═══ DATA
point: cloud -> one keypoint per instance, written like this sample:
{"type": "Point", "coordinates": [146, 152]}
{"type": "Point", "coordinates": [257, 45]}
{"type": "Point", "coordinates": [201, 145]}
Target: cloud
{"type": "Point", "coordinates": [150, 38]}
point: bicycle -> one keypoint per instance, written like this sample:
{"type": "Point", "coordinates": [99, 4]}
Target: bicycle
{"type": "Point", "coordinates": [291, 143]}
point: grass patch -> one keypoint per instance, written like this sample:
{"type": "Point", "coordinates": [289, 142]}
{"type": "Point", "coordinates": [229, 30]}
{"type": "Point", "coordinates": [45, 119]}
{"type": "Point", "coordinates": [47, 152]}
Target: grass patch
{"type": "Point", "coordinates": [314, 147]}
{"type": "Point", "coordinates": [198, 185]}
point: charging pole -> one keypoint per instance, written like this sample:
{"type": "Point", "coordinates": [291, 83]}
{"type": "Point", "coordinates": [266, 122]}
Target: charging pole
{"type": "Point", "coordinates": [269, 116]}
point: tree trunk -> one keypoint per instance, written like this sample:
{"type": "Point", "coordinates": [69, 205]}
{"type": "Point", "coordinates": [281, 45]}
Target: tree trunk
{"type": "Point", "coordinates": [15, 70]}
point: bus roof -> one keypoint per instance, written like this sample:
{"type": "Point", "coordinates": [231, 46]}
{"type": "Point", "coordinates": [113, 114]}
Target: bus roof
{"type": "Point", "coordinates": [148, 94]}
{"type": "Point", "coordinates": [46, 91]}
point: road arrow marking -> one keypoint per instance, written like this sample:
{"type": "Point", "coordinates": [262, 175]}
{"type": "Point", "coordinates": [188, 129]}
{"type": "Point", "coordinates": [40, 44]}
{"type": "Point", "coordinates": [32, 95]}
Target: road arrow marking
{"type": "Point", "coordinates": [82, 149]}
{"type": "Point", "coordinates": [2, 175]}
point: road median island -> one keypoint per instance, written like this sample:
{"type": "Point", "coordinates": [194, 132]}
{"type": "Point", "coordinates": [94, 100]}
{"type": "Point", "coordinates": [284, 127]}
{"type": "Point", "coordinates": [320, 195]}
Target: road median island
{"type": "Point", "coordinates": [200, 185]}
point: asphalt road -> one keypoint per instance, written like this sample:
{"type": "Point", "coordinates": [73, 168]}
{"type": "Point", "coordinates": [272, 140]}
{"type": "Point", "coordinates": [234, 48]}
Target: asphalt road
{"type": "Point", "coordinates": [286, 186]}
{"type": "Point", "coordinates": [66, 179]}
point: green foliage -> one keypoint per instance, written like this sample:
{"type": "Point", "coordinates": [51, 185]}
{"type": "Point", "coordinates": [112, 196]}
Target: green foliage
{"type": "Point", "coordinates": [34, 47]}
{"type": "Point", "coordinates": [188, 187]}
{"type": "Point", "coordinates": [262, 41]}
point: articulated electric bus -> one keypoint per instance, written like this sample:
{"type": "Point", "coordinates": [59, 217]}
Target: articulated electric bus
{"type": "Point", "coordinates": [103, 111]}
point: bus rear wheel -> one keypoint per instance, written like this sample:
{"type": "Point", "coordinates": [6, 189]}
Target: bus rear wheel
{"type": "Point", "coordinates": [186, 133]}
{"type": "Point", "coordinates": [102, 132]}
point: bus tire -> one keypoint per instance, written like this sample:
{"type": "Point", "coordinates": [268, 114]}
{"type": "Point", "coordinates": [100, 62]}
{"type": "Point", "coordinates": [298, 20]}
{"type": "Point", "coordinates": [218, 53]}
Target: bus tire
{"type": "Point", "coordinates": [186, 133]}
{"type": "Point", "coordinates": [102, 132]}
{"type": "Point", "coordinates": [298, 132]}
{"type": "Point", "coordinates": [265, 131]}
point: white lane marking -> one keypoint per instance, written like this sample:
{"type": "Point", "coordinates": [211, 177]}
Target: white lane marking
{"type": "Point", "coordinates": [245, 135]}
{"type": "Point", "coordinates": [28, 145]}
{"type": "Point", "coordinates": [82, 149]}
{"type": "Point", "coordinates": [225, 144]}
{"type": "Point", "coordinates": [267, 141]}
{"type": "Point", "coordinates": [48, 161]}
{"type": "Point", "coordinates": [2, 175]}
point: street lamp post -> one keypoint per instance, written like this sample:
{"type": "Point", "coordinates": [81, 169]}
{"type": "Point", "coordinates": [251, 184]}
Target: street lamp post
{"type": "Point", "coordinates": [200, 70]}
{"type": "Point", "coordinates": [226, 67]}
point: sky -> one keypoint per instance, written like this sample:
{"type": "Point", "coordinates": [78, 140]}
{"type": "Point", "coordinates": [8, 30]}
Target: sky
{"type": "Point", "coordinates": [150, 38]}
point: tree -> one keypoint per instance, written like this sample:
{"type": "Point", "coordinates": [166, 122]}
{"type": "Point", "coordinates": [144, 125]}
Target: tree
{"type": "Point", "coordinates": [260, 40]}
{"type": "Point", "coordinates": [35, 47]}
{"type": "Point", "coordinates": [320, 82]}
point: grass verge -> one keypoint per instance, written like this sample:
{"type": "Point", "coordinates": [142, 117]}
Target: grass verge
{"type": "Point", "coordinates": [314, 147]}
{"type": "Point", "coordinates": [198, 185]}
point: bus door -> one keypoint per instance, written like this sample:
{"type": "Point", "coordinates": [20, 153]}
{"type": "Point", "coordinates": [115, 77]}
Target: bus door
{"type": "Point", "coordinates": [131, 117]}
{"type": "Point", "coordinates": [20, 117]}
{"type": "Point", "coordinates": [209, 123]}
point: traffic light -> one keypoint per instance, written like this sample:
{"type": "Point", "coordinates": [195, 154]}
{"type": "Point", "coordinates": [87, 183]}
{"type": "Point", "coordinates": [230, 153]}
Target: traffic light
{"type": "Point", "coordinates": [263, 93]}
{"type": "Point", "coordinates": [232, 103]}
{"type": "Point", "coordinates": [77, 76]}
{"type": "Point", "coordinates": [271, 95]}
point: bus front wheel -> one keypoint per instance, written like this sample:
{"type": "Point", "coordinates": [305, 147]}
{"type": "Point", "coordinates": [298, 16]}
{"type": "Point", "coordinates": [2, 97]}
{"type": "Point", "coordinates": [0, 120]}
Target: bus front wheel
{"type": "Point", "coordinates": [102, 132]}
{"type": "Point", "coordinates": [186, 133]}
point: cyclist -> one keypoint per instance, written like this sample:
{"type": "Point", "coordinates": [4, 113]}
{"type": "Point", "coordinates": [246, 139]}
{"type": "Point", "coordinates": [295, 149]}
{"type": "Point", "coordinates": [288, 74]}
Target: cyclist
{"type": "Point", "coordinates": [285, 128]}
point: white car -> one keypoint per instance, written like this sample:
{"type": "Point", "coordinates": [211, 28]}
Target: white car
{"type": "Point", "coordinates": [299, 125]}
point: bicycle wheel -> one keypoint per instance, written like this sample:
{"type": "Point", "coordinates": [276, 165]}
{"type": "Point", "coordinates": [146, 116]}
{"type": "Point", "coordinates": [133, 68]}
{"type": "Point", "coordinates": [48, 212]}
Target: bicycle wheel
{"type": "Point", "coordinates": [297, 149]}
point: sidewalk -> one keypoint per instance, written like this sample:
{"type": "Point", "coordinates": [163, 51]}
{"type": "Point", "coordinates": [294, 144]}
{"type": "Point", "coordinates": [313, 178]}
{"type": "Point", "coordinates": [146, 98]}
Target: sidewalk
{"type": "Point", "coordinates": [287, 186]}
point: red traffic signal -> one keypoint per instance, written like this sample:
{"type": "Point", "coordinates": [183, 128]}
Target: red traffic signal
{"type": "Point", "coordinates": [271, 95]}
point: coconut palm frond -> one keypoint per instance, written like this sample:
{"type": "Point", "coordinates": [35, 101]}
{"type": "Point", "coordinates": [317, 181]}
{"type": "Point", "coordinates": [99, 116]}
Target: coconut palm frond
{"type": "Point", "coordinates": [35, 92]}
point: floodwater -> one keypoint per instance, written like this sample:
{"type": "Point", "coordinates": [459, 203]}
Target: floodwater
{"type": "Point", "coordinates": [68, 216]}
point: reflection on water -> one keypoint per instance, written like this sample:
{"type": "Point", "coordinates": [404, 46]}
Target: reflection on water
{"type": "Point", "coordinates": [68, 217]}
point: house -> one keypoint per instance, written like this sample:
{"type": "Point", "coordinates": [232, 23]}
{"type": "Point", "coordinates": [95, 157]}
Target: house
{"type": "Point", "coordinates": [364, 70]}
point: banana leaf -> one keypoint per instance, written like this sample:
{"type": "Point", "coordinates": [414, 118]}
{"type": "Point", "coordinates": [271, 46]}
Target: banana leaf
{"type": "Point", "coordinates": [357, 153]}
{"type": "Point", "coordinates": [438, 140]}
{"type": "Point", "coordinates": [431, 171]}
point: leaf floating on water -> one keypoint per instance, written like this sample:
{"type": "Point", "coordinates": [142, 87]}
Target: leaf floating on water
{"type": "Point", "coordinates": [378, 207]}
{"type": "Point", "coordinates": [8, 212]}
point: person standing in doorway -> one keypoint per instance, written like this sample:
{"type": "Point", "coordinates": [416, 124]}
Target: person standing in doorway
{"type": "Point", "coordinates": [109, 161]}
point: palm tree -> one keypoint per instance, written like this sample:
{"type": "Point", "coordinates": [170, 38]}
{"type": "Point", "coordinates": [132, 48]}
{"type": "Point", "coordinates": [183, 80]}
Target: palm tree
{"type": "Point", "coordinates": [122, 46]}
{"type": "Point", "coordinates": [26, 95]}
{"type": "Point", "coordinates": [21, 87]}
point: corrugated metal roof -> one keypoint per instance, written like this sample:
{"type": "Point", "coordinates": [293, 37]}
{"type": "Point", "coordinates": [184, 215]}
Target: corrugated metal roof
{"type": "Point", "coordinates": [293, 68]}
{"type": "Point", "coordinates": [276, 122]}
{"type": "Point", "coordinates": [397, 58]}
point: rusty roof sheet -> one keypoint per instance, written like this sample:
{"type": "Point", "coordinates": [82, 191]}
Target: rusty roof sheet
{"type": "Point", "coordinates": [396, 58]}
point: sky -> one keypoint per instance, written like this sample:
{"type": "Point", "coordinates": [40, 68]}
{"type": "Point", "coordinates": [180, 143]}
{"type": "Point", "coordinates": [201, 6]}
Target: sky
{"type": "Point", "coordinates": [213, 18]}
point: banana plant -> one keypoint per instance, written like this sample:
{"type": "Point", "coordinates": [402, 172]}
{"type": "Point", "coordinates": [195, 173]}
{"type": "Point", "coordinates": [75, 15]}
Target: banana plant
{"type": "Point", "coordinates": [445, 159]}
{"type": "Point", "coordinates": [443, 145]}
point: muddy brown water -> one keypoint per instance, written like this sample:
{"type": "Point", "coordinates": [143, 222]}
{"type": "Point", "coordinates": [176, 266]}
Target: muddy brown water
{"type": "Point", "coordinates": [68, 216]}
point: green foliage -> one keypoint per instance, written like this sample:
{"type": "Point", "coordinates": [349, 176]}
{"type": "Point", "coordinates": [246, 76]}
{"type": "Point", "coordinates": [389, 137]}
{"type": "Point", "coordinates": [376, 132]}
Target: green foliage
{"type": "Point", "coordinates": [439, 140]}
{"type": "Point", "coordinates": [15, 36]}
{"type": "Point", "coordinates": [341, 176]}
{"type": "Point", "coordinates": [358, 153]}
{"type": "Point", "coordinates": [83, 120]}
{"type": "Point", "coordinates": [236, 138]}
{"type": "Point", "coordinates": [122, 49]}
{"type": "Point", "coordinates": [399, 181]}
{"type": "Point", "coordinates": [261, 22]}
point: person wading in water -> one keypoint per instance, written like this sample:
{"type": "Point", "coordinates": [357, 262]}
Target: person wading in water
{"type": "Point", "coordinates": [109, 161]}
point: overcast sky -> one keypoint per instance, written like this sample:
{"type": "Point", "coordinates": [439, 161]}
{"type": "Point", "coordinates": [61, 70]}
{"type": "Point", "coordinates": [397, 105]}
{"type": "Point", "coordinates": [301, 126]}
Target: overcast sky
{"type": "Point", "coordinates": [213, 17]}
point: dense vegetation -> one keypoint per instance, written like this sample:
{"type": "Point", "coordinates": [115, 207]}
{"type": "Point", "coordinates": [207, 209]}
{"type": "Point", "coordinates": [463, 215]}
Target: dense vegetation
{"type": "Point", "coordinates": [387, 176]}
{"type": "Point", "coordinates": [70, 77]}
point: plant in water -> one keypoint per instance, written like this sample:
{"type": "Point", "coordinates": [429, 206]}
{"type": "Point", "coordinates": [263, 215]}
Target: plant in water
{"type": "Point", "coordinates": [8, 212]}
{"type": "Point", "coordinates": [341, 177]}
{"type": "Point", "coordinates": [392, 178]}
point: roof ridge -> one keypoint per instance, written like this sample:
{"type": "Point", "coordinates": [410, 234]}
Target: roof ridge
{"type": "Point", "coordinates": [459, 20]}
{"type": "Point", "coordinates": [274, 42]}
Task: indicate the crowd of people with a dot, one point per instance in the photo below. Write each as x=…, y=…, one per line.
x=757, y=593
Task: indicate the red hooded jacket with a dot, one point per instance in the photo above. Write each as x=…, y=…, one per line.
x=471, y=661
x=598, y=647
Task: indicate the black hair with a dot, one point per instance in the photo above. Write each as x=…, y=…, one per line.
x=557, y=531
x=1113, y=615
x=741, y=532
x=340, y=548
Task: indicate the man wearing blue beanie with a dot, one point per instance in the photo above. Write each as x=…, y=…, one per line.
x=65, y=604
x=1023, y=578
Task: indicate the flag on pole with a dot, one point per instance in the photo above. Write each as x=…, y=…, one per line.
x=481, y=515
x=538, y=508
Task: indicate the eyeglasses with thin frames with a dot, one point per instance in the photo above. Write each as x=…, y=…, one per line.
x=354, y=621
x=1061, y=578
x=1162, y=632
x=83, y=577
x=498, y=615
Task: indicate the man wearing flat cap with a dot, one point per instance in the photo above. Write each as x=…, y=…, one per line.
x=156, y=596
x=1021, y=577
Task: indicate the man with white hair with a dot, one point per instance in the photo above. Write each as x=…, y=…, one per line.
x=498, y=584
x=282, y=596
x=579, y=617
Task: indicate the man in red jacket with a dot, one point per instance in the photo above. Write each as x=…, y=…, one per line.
══════
→ EXERCISE DIRECTIONS:
Your output must be the lines of the material above, from the first through the line that contains "point: tree trunk", copied exactly. Include both endpoints and nothing else.

→ WORKED SOLUTION:
point: cloud -> one keypoint per instance, written like this sample:
{"type": "Point", "coordinates": [146, 152]}
{"type": "Point", "coordinates": [257, 45]}
{"type": "Point", "coordinates": [201, 145]}
Target: cloud
{"type": "Point", "coordinates": [150, 38]}
point: bicycle -> one keypoint per instance, written like this sample:
{"type": "Point", "coordinates": [99, 4]}
Target: bicycle
{"type": "Point", "coordinates": [291, 143]}
point: grass patch -> one keypoint per instance, written like this sample:
{"type": "Point", "coordinates": [289, 142]}
{"type": "Point", "coordinates": [229, 30]}
{"type": "Point", "coordinates": [45, 119]}
{"type": "Point", "coordinates": [47, 152]}
Target: grass patch
{"type": "Point", "coordinates": [314, 147]}
{"type": "Point", "coordinates": [198, 185]}
point: charging pole -> one keypoint per instance, written like this sample:
{"type": "Point", "coordinates": [291, 83]}
{"type": "Point", "coordinates": [266, 122]}
Target: charging pole
{"type": "Point", "coordinates": [269, 116]}
point: tree trunk -> one keypoint per instance, written like this sample:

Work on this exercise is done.